What needs to be done:
In the records below, some lines hold the word "placed". Copy each of those lines.

Material provided:

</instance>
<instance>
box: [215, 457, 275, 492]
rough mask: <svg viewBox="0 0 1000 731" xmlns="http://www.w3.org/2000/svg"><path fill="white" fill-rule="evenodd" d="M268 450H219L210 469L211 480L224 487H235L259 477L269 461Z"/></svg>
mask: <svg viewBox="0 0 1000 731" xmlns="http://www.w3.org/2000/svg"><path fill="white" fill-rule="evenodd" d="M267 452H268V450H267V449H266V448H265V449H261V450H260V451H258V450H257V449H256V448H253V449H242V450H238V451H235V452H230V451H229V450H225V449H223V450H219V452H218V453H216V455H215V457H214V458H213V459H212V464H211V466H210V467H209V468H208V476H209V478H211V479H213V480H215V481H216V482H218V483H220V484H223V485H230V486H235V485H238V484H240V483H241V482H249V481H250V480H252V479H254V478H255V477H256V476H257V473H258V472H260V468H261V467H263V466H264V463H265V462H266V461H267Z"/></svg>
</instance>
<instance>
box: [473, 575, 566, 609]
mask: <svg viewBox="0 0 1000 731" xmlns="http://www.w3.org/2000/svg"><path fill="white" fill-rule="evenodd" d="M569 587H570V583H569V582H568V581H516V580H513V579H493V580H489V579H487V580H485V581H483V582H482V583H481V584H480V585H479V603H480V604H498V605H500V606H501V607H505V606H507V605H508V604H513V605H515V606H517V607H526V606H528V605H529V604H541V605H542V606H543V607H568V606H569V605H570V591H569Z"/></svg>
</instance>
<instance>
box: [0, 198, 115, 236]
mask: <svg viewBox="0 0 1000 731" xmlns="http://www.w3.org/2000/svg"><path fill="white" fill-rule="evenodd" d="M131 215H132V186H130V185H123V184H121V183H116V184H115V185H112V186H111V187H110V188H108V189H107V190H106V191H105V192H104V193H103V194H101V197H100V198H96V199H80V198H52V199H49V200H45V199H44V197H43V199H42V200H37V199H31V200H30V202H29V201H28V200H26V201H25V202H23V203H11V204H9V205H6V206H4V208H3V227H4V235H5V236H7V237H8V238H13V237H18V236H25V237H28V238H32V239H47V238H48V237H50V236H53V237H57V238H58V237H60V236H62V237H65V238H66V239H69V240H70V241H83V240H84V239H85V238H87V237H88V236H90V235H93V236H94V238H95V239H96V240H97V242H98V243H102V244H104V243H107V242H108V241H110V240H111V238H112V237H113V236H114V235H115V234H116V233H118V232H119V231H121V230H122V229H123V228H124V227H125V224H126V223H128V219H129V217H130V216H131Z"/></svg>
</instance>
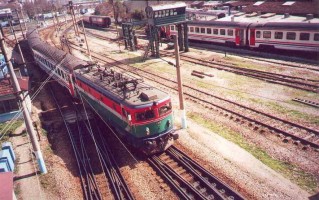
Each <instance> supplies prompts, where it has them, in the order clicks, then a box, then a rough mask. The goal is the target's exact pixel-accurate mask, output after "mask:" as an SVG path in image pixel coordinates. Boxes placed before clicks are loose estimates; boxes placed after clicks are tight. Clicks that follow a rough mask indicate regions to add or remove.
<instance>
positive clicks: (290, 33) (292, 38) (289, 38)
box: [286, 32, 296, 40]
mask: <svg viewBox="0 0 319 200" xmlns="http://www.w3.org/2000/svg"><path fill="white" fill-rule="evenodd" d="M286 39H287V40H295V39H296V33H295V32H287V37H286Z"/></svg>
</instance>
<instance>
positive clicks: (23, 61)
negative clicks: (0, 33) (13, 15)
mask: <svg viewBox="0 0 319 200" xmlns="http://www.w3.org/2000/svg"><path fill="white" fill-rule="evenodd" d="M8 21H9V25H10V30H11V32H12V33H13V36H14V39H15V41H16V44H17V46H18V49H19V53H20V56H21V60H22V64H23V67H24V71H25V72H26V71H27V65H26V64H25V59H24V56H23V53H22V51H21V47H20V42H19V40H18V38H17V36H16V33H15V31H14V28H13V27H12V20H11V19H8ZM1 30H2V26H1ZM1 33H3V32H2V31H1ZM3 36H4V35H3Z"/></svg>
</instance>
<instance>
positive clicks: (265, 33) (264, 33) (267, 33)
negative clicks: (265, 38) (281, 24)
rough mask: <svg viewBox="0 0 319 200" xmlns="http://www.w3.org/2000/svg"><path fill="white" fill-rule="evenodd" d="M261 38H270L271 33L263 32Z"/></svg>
==
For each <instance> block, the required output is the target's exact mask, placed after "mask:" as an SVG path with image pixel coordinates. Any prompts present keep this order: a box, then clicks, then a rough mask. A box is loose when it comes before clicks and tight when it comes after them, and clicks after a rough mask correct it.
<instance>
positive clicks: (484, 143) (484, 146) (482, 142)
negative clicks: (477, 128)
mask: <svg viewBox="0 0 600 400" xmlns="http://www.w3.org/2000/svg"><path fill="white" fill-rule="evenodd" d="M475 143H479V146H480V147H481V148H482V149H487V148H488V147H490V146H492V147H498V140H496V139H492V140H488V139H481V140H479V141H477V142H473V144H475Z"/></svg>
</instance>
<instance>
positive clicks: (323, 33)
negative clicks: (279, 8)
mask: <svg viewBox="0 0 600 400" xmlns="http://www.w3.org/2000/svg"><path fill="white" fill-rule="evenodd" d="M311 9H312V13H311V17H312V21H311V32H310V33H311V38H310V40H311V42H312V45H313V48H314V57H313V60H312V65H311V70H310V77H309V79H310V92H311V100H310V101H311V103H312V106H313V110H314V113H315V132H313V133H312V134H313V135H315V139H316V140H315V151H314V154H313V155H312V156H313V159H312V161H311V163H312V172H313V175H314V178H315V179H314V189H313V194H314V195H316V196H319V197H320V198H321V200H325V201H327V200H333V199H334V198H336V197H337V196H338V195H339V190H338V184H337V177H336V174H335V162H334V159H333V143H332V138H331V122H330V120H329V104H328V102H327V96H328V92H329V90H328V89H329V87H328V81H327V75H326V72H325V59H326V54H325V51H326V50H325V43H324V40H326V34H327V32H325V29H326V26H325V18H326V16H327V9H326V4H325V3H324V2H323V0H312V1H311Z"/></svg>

Answer section:
Each <instance> supplies prompts, where it has them, in the order clicks, then a box, then a rough mask. The goal is the target's exact pixel-accurate mask, output after "mask:" as an SVG path in image pixel coordinates. Boxes placed before clicks are loose estimates; boxes placed after clicks are tight. Clicks that follow a rough mask indicate regions to add or remove.
For each <instance> block, the required output is the target's exact mask, placed after "mask:" as an SVG path with image pixel coordinates. Any prompts present keep this order: a box, then clicks, then a rough mask. A box is loose when it comes before clicks and tight when it comes after them, and clicks after a rough mask correct it.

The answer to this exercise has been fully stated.